--- Start Raw data ---

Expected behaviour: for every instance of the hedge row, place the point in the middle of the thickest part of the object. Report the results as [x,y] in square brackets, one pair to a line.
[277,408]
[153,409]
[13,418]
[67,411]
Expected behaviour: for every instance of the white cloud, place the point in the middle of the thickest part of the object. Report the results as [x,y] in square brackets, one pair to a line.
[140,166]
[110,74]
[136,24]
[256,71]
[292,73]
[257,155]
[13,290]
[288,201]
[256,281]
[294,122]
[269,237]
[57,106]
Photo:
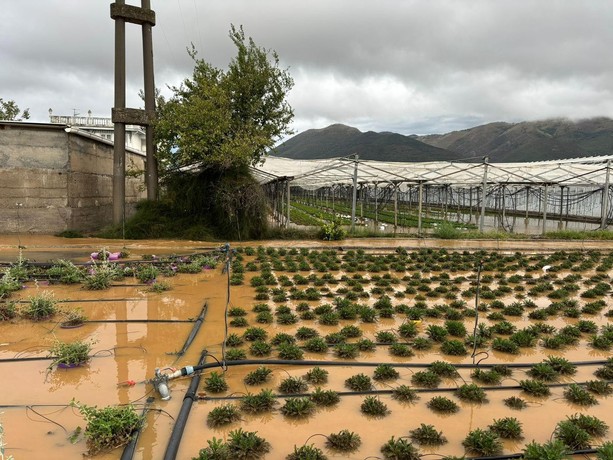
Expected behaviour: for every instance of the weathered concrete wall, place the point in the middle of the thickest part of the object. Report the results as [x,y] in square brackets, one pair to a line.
[52,180]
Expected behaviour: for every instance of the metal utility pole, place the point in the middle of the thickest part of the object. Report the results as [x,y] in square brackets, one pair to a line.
[355,192]
[145,17]
[483,194]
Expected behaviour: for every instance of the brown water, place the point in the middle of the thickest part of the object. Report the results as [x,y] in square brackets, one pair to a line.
[42,421]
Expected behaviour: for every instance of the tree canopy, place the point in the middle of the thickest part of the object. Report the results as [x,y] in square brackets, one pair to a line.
[229,119]
[9,110]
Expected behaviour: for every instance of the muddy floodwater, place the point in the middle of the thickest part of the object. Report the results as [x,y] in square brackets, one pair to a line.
[135,330]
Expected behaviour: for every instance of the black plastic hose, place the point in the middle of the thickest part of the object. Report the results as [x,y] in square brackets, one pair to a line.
[128,451]
[188,400]
[194,331]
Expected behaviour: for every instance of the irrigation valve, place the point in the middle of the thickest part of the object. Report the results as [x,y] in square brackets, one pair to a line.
[160,381]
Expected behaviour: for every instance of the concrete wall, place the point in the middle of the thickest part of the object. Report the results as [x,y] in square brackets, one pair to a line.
[53,180]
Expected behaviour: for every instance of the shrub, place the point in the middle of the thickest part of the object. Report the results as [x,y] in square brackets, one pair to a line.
[109,427]
[396,449]
[482,442]
[427,435]
[344,441]
[223,415]
[298,407]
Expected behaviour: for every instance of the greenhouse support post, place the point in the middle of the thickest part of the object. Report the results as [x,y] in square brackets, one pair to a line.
[355,193]
[483,194]
[605,199]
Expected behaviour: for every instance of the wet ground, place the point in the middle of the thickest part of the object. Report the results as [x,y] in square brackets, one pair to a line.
[127,346]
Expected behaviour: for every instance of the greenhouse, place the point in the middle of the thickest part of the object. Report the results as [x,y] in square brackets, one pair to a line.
[482,194]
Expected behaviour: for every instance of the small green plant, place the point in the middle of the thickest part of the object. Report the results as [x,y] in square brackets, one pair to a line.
[69,354]
[443,405]
[427,435]
[579,395]
[405,393]
[573,436]
[41,307]
[373,406]
[593,425]
[397,449]
[359,382]
[317,376]
[258,376]
[472,393]
[515,403]
[535,387]
[325,397]
[551,450]
[507,428]
[298,407]
[293,385]
[264,401]
[246,444]
[223,415]
[305,452]
[427,379]
[109,427]
[344,441]
[482,442]
[215,383]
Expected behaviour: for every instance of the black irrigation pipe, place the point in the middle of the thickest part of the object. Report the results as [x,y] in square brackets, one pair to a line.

--- End Raw data ---

Without the pictures, write out all of the material exactly.

Expected behaviour: for every instance of the hedge row, place the point in the middle of the thickest part of the object. Report the results as [x,y] in square brackets, one pair to a line.
[277,408]
[153,409]
[13,418]
[67,411]
Expected behaviour: for every instance of the white cloud, place the point in the middle of the thickest part of the object. Report the results as [x,y] in square brackets, one pair to a line.
[140,166]
[110,74]
[136,24]
[256,71]
[292,73]
[257,155]
[13,290]
[288,201]
[256,281]
[294,122]
[269,237]
[57,106]
Photo:
Expected behaviour: for every instance of the weathered concrete wall, place the point in the middle of the thickest part of the object. Report the results as [x,y] in square brackets, one pair to a line.
[52,180]
Expected behaviour: for every instance of the metal utility pole, place the point in the middle of the thickest part of the object. Report the results as [x,y] in square brackets, one pair to a line.
[355,192]
[145,17]
[483,194]
Expected behaviour: for every instance of the brown water, place the point in the middle of the thickest part of the object. Report the results as [x,y] in square brackets, one pair to a line.
[42,421]
Expected behaviour: for every instance of the tree canopy, place the point in the middle of the thickest part of the object. Report the results as [x,y] in square brackets, one pair to a line.
[229,119]
[9,110]
Expected behaviour: for every instance of the muddy floodwater, place the point in the middle of the thickest part of the object. Report the results as [x,y] in square brackets, one pair to a line.
[135,330]
Expected behaviour: for every instance of the black plastic hose, place the point in the middle of the thickest part of the object. Report the results as [x,y] in square brackets, one pair to a line.
[128,451]
[188,400]
[194,331]
Expected behaviour: for every instance of the irrigation valve, place the point in the middle of the thickest part of the object. Report the results as [x,y] in square brackets, one pair to a line.
[160,381]
Expected behaviour: for every instance of the concrete wall, place the point in the middle of the thickest part of the object. Report the results as [x,y] in square brackets, one pair to a line.
[53,180]
Expected behaviour: for every instance of the shrub, place the point in the middle of the thickest part of the object. Report the results as [x,y] in square brackets, one pair to a line.
[109,427]
[396,449]
[482,442]
[427,435]
[344,441]
[223,415]
[298,407]
Expected behaviour: for every instance of the greenhouse support post, place the point in the middle of the thickest part of the object. Report the results as [x,y] in square brackets, one pair to a line.
[355,193]
[483,194]
[605,199]
Expected behaviour: for every instance of the wet ground, place the point in the middle of the thickest part of the object. Report the results as [x,y] in square brackets, one pair to a line.
[127,346]
Expected behaviour: for every instance of the greenhouse, place the point in the middle of the thickest part of the object. Report the results as [x,y] in square brackets, one pair to a line.
[482,194]
Expected behaviour: for every instance of the small green plant, place the point in the middle of the thickest part of the object. Report the results as [x,y] in square brackets, one pair to a line.
[69,354]
[443,405]
[427,435]
[579,395]
[405,393]
[573,436]
[41,307]
[373,406]
[593,425]
[397,449]
[359,382]
[317,376]
[258,376]
[472,393]
[515,403]
[535,387]
[325,397]
[551,450]
[507,428]
[298,407]
[293,385]
[264,401]
[246,444]
[223,415]
[305,452]
[427,379]
[109,427]
[344,441]
[482,442]
[215,383]
Expected behaviour: for every instance of the black irrigation pipe, place the point in the middle of the thickest part of the object. Report the results as [x,y] in square brackets, one pair to a line.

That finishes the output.